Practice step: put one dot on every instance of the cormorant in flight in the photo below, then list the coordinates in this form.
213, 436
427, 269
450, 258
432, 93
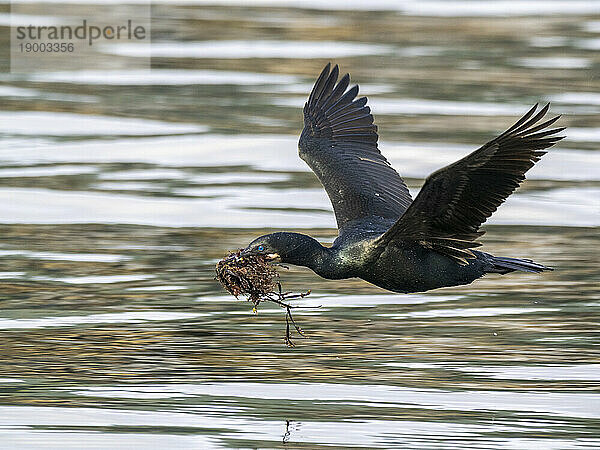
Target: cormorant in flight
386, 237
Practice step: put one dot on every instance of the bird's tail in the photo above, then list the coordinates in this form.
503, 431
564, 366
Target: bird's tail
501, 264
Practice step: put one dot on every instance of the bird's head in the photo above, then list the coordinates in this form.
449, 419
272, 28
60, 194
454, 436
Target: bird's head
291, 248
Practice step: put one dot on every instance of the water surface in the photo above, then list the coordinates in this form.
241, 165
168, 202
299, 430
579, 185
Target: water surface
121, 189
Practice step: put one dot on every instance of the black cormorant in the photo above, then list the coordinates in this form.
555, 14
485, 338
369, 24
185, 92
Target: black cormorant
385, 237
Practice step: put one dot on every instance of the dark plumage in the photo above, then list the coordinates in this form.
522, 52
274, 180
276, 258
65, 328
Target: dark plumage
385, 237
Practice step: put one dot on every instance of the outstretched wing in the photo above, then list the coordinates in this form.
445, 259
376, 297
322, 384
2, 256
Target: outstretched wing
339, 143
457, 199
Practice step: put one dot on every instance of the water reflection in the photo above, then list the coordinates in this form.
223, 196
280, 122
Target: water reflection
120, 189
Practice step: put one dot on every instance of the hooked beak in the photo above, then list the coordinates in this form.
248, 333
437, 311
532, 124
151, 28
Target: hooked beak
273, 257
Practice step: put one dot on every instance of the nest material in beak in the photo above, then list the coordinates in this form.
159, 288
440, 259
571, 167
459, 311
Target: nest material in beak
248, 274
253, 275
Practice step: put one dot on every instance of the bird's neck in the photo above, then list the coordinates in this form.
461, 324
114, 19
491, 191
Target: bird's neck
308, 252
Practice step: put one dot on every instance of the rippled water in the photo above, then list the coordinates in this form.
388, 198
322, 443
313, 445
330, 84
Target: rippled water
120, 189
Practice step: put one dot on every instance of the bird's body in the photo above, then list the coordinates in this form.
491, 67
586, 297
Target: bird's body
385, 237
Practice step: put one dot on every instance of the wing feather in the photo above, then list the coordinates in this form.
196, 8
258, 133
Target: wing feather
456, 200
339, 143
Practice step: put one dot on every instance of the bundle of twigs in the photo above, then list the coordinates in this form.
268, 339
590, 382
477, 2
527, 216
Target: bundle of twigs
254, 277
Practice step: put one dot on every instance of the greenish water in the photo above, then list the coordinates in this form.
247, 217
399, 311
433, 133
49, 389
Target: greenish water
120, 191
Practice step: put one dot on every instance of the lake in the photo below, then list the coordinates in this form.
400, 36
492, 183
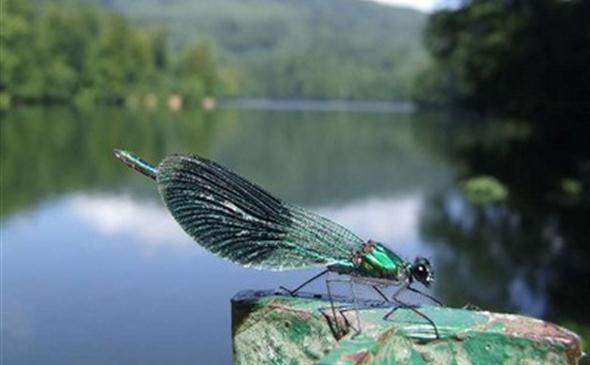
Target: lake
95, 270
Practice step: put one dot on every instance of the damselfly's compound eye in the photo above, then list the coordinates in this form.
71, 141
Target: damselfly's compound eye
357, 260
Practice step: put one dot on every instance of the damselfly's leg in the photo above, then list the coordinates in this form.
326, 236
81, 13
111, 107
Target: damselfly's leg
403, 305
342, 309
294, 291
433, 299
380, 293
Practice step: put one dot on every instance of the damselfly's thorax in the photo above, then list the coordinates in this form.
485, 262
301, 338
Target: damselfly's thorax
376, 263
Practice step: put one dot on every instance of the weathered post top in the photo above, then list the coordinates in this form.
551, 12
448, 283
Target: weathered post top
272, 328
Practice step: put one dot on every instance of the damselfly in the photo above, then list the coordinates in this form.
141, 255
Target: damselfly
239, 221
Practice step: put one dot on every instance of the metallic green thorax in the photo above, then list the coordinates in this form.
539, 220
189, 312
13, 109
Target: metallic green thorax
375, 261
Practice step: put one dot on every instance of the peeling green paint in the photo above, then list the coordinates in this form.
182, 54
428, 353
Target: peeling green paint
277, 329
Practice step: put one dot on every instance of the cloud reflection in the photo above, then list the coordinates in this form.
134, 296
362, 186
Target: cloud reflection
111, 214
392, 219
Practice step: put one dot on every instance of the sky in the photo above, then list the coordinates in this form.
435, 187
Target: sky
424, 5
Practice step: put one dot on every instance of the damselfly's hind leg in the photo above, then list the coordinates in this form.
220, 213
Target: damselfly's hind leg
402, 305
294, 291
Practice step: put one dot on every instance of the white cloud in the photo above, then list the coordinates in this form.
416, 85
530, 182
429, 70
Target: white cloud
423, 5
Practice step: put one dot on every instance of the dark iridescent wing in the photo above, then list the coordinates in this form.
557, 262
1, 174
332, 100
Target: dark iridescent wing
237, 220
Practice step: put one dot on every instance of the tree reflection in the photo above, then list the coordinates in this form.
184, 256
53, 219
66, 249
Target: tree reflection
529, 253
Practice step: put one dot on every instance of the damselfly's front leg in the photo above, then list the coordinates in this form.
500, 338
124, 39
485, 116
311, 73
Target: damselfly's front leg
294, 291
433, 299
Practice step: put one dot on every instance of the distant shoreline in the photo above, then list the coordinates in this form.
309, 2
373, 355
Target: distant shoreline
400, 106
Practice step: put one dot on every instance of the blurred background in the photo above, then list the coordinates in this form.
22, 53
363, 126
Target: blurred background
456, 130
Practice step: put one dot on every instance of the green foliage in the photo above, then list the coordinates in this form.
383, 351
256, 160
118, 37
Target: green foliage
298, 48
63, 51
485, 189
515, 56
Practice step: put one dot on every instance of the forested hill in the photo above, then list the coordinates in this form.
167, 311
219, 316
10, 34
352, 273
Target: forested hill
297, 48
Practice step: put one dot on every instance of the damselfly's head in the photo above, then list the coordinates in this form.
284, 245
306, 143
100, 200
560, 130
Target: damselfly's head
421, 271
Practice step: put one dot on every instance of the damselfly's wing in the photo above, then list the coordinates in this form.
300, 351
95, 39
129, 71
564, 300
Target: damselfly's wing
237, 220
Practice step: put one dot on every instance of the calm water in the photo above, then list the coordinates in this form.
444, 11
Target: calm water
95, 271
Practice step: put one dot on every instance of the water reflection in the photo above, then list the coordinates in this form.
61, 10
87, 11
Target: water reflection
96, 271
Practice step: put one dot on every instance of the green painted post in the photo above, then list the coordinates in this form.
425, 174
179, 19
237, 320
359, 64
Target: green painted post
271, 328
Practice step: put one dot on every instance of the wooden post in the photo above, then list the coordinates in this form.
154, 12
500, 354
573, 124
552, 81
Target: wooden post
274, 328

__Instructions to follow__:
An unchanged copy of the listing, with no pictures, should be returned.

__Final answer__:
Practice step: put one dot on every instance of the cormorant in flight in the photo below, then list the coordinates in this form.
213, 436
427, 269
450, 258
432, 93
Target: cormorant in flight
386, 237
Practice step: put one dot on every instance of the bird's tail in the photo above, then list the coordinates in this form.
503, 431
564, 366
Target: bird's tail
501, 264
Practice step: put one dot on every instance of the bird's head in the photo above, then list the coordinates in this form.
449, 419
272, 28
60, 194
454, 436
Target: bird's head
291, 248
Practice step: put one dot on every instance of the water surface in the photo above, then list the coordinates in this form.
241, 165
168, 202
299, 430
579, 185
Target: water surface
121, 189
Practice step: put one dot on every instance of the black cormorant in the photo above, then list the coordinates in this form.
555, 14
485, 338
369, 24
185, 92
Target: black cormorant
385, 237
Practice step: put one dot on every instance of the dark plumage in the photo above, then list the coordinates in this form.
522, 52
274, 180
276, 258
65, 328
Target: dark plumage
385, 237
Practice step: put one dot on every instance of the outstretched wing in the photo above, then list the coordinates in this form.
445, 259
376, 297
322, 384
2, 256
Target: outstretched wing
339, 143
457, 199
Practice step: put one dot on every instance of the water reflection in the photo above, then list the coordinates in this form.
223, 196
280, 122
Target: water reflection
120, 189
Practice step: put one dot on every instance of the hooked beak in the photo above, then list the coordinates in this form.
248, 333
437, 311
532, 124
151, 28
Target: hooked beak
273, 257
Practice step: put one dot on every instance of the nest material in beak in the photo above, then list the coordinates in this form.
159, 288
440, 259
571, 167
459, 311
Target: nest material in beak
248, 274
253, 275
Practice step: put one dot on every instance of the bird's neck in the photo above, then list the coordinates in this form.
461, 324
114, 19
491, 191
Target: bird's neck
308, 252
Practice step: put one dot on every instance of the rippled water in the photo above, then list the coordinates in this form.
388, 198
322, 443
313, 445
330, 84
Target: rippled water
120, 189
Practice step: put one dot on every instance of the bird's body in the photo above, then list the coordinates in this form.
491, 67
586, 297
Target: bird's body
385, 237
Practice step: put one dot on every instance of the wing feather in the photo above, then list the coordinates in this form.
196, 8
258, 133
Target: wing feather
456, 200
339, 143
Practice step: put one dot on every instance of the bundle of twigs in the photo above, then list the coordinates in this form.
268, 339
590, 382
477, 2
527, 216
Target: bundle of twigs
254, 277
Practice step: put one dot on every instance of the greenish water in the photo above, then list the coordinates in this form.
247, 217
399, 311
433, 133
49, 389
Target: greenish water
120, 191
Practice step: put one dot on every instance of the lake in the photo below, then list the coordinates in this form.
400, 36
492, 183
Target: lake
95, 270
Practice step: put one dot on every instance of the damselfly's compound eye in the photo above, then list the coordinates in this form.
71, 141
Target: damselfly's compound eye
357, 260
Practice step: put one dot on every instance of the damselfly's leg in the photo above, then list the coordinates in this form.
326, 236
81, 13
111, 107
Target: damselfly's leg
403, 305
342, 309
294, 291
433, 299
380, 293
Practice step: put one dot on every instance of the damselfly's thorax in the photo above, then list the coordinates in this form.
485, 262
301, 338
Target: damselfly's thorax
376, 263
Practice step: put one dot on every instance of the weathered post top in the photo above, then list the coordinates in this form.
551, 12
448, 283
Target: weathered post top
272, 328
Practice step: put one dot on every instance of the damselfly in the photo above, then list the coordinates in this form.
141, 255
Target: damselfly
239, 221
Practice step: put one dot on every instance of the metallic green thorax in the photo above, then list the coordinates in this form.
539, 220
189, 312
13, 109
Target: metallic green thorax
375, 261
Practice step: put one dot on every instance of the peeling green paint in the photo above, then list the coordinates in this form.
182, 54
428, 353
Target: peeling green paint
277, 329
Practice step: put one dot on every instance of the cloud reflection in the photo above, then list the coordinates in this form.
134, 296
362, 186
Target: cloud reflection
111, 214
392, 219
Practice step: put one dot on every instance of the sky in the photo above, then list the coordinates in this form.
435, 187
Target: sky
424, 5
Practice step: put one dot on every instance of the damselfly's hind leg in the photo above, then list the coordinates in this form.
220, 213
Target: damselfly's hind leg
402, 305
294, 291
Practice step: put one dot on every instance of the white cloud in the photo above, then list the coordinates in this form.
416, 85
530, 182
429, 70
Target: white cloud
423, 5
Practice step: put one dot on every instance of the dark iridescent wing in the photo above, then list the coordinates in this form.
557, 262
1, 174
332, 100
Target: dark iridescent wing
237, 220
Practice step: put one dot on every instance of the tree reflection in the photo above, then list the coordinates in this form.
184, 256
53, 219
66, 249
Target: tree reflection
529, 253
Practice step: put one dot on every instance of the damselfly's front leg in the photo above, then list the coordinates in this form.
500, 338
124, 39
485, 116
311, 73
Target: damselfly's front leg
294, 291
433, 299
Practice step: put one dot on every instance of the distant shoreline in the photo above, then list the coordinates in this form.
309, 2
373, 355
Target: distant shoreline
400, 106
Practice step: put one dot on every instance of the blurred background in the photo above, then list the coordinates in this form.
22, 53
363, 126
Target: blurred background
456, 130
Practice step: put one dot on every instance of the green foliage in the photo above, then list the coordinates in this form.
383, 351
256, 160
118, 37
Target: green foliage
298, 48
63, 51
485, 189
515, 56
Practice step: put one dot on every instance of the forested hill in the photo above, then list the coordinates in this form.
167, 311
219, 316
10, 34
352, 273
Target: forested hill
297, 48
Practice step: put one dot on every instance of the damselfly's head in the photo above, then list the coordinates in this form.
284, 245
306, 143
100, 200
560, 130
Target: damselfly's head
421, 271
Practice step: put one dot on every instance of the damselfly's wing in the photo above, then list the coordinates in this form.
300, 351
95, 39
129, 71
564, 300
Target: damselfly's wing
237, 220
Practice step: put one dot on every instance of the calm water in the photo above, then list the coordinates in this form.
444, 11
Target: calm water
95, 271
Practice step: put one dot on every instance of the water reflection in the photo above, then list the coordinates in this form.
61, 10
87, 11
Target: water reflection
96, 271
Practice step: put one dot on every instance of the green painted post in the photo above, then list the coordinates in this form.
425, 174
179, 19
237, 320
359, 64
Target: green painted post
271, 328
Practice step: put one dot on every instance of the wooden post in the photo above, then list the coordinates in this form.
154, 12
500, 354
573, 124
552, 81
Target: wooden post
274, 328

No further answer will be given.